━━━━━ Data excerpts

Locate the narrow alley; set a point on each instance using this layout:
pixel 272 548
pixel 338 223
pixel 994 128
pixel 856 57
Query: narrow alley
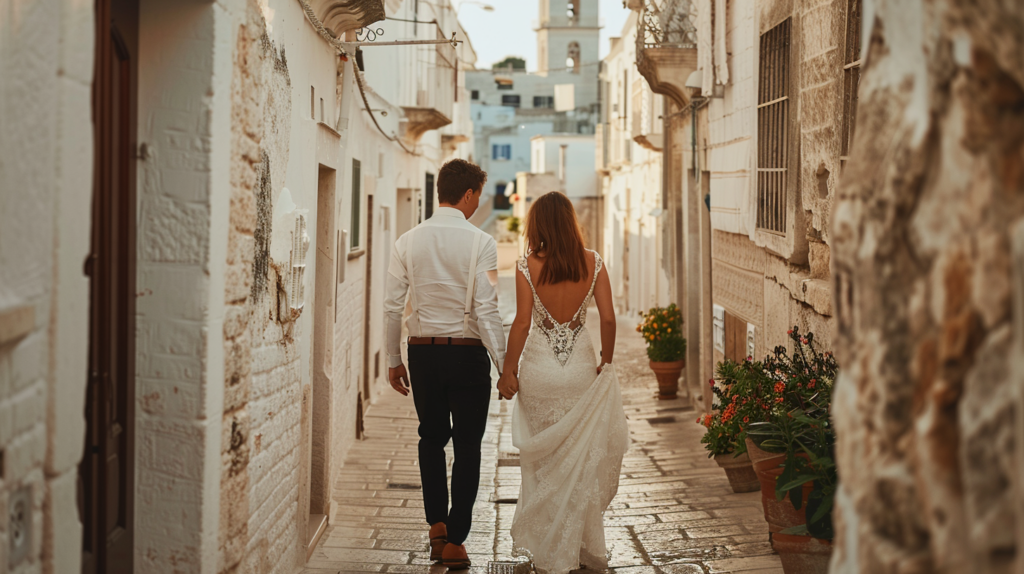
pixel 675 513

━━━━━━━━━━
━━━━━ Data excerpts

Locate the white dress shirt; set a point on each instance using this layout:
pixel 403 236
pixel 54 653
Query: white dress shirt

━━━━━━━━━━

_What you have to do:_
Across the listing, tally every line that includes the word "using" and supply the total alone.

_Result of this task:_
2